(Dataset entries)
-*-*-

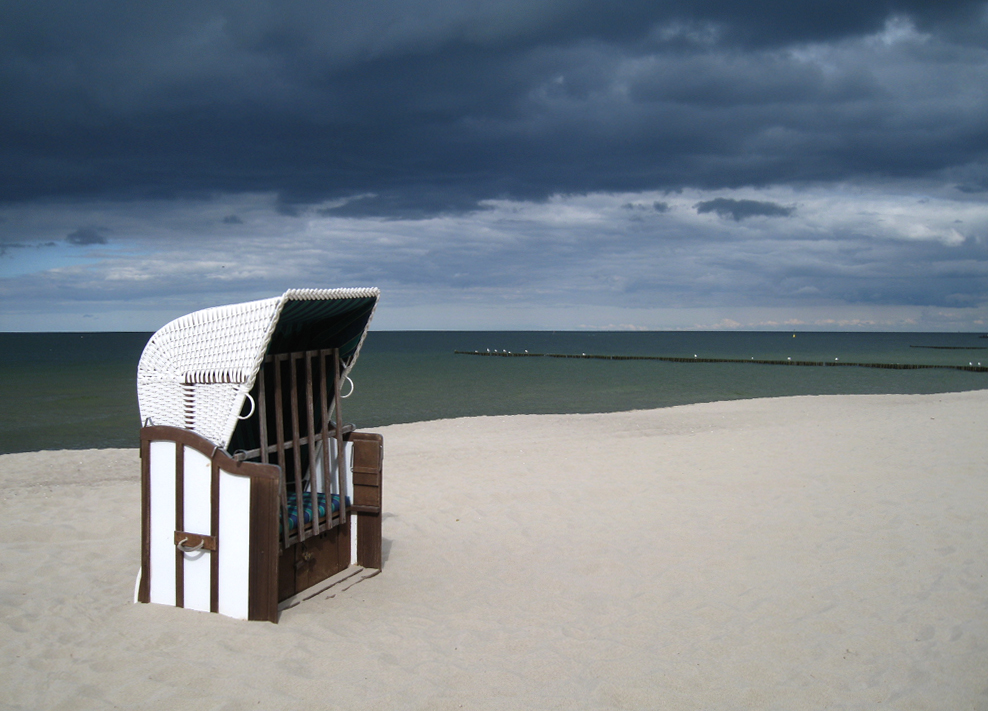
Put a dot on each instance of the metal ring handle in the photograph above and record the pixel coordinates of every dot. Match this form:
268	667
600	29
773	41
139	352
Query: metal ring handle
247	416
186	549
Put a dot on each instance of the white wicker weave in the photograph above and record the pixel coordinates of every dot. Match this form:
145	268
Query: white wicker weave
196	371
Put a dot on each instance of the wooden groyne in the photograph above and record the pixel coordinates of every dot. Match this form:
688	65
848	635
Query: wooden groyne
753	361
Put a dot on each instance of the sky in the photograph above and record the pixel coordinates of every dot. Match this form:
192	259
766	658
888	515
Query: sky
518	164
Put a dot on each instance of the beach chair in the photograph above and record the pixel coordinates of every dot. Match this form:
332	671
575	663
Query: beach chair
250	480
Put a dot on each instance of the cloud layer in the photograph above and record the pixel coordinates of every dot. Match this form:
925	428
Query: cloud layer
654	164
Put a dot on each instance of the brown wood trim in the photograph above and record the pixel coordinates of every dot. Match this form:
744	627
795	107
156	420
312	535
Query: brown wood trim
179	522
262	414
297	450
369	540
324	409
262	597
265	480
340	447
214	531
158	433
310	415
191	540
365	508
280	440
144	589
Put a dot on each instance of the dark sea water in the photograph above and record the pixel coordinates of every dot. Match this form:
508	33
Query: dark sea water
78	390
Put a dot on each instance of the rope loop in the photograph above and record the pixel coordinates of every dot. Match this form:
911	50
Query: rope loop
186	549
247	416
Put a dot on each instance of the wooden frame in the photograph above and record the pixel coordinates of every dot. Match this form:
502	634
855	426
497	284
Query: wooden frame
279	564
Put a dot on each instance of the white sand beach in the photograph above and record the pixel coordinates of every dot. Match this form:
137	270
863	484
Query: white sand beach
793	553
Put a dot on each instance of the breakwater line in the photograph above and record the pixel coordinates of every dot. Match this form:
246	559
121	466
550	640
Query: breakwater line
971	368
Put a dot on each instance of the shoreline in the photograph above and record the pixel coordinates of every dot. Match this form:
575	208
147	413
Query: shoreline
785	552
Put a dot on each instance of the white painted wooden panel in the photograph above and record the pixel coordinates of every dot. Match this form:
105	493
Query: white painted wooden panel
234	545
333	465
162	475
198	519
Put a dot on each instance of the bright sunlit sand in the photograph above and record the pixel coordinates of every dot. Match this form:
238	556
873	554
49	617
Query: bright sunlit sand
791	553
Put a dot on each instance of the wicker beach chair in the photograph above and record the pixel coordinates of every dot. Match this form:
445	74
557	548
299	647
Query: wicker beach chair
250	479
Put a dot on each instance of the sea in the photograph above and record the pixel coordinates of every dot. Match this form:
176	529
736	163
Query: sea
78	390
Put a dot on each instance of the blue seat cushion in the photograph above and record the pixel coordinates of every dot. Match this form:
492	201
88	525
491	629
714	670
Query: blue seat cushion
307	507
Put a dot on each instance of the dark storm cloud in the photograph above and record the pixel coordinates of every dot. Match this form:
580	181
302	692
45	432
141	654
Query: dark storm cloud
433	106
740	209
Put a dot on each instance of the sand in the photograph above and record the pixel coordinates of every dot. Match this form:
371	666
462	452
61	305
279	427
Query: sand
791	553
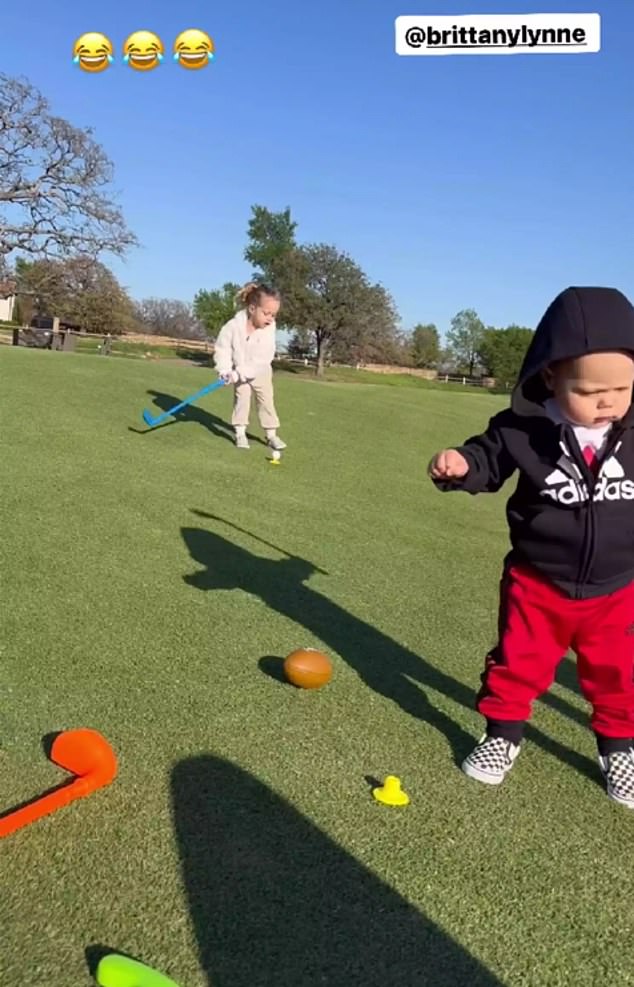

-*-*-

- _Exercise prompt_
Copy out every line of the records above word for word, leaving the pictures out.

- _Completed task_
Put a dot on each instance of the metal ring handle in the photograph above and record the pixel coordinates of every dot. Match this form:
268	667
600	29
773	41
139	352
Query: metal ring handle
247	416
186	549
Put a dot on each instance of the white wicker weave in the photograph above and record the pixel coordinates of every dot. Match this form:
145	268
Query: white wicker weave
196	371
Put a dot on each instance of the wooden groyne in the photograph above and record the pixel coordinates of every dot. Match this form:
688	65
848	635
Query: wooden groyne
753	361
Put a dot on each instance of the sky in the photograph above and record the pixel coordinates of every dot. Match this form:
192	259
766	658
888	515
Query: sky
518	164
Put a dot on each instance of the beach chair in the photograph above and record the pixel coordinates of every dot. Match this form:
332	671
575	663
Query: beach chair
250	480
Put a dot on each instance of the cloud layer in the photograph above and record the pixel coordinates of every dot. Match this form:
925	428
Query: cloud layer
654	164
Put a dot on each instance of the brown wood trim in the photograph above and record the pixel coordinates of every dot. Match this form:
744	627
795	107
156	420
312	535
Query: brown wood trim
179	522
262	414
297	450
369	540
324	409
262	597
265	480
340	447
214	531
158	433
310	415
191	540
365	508
280	440
144	589
Put a dot on each instance of the dark sea water in the photograph above and record the pixel coordinates of every dot. Match this form:
508	33
Query: dark sea water
78	390
Put a dot on each instance of the rope loop in the photograph above and record the pixel coordinates of every dot. Match this form:
911	50
Query: rope loop
186	549
247	416
Put a dot on each instance of the wooden frame in the photograph above and record the pixel coordinates of every dot. Match this form:
502	634
855	426
497	284
Query: wooden frame
279	564
Put a dot on each instance of the white sand beach in the photograph above and record the pixel coordinates of every dot. Match this form:
137	270
863	484
Query: white sand beach
793	553
Put a dot on each instance of the breakwater line in the photograph above and record the pixel coordinates of every dot. Match this form:
246	559
121	466
550	640
Query: breakwater line
971	368
Put a dot on each instance of the shoreline in the photograph above and record the pixel coordinates of every dot. Match this form:
575	208
147	413
Query: shoreline
785	552
Put a dot on each instance of the white painted wooden panel in the photograph above and record the pixel coordinates of every dot. Match this form:
105	493
Query: white painted wooden panel
234	545
333	465
162	475
198	519
Put a dot on each instance of the bright sunlit sand in the photograph above and record the pixel coordinates of every dot. Match this form:
238	556
873	554
49	617
Query: bright sunlit sand
791	553
Put a dot on each instance of the wicker beach chair in the photograph above and record the pixel coordinates of every dot. Match this form:
445	74
557	548
299	647
Query: wicker beach chair
250	479
Put a dot on each instance of the sea in the photograph above and record the pixel coordinates of every dot. Match this form:
176	529
736	163
Query: sea
78	390
Put a dot on each instance of the blue seat cushion in the photograph above and record the pixel coordinates of every dot. Match this form:
492	201
88	525
491	629
714	670
Query: blue seat cushion
307	507
Put a dot on each instance of the dark storm cloud in the photograph above and record the pixel coordinates of every dot. Match this form:
580	181
302	692
45	432
141	654
Query: dark storm cloud
433	106
740	209
Put a dot on each instance of the sand in the photograph above and record the pixel coordinates of every dot. Match this form:
371	666
462	452
61	305
279	427
Query: sand
791	553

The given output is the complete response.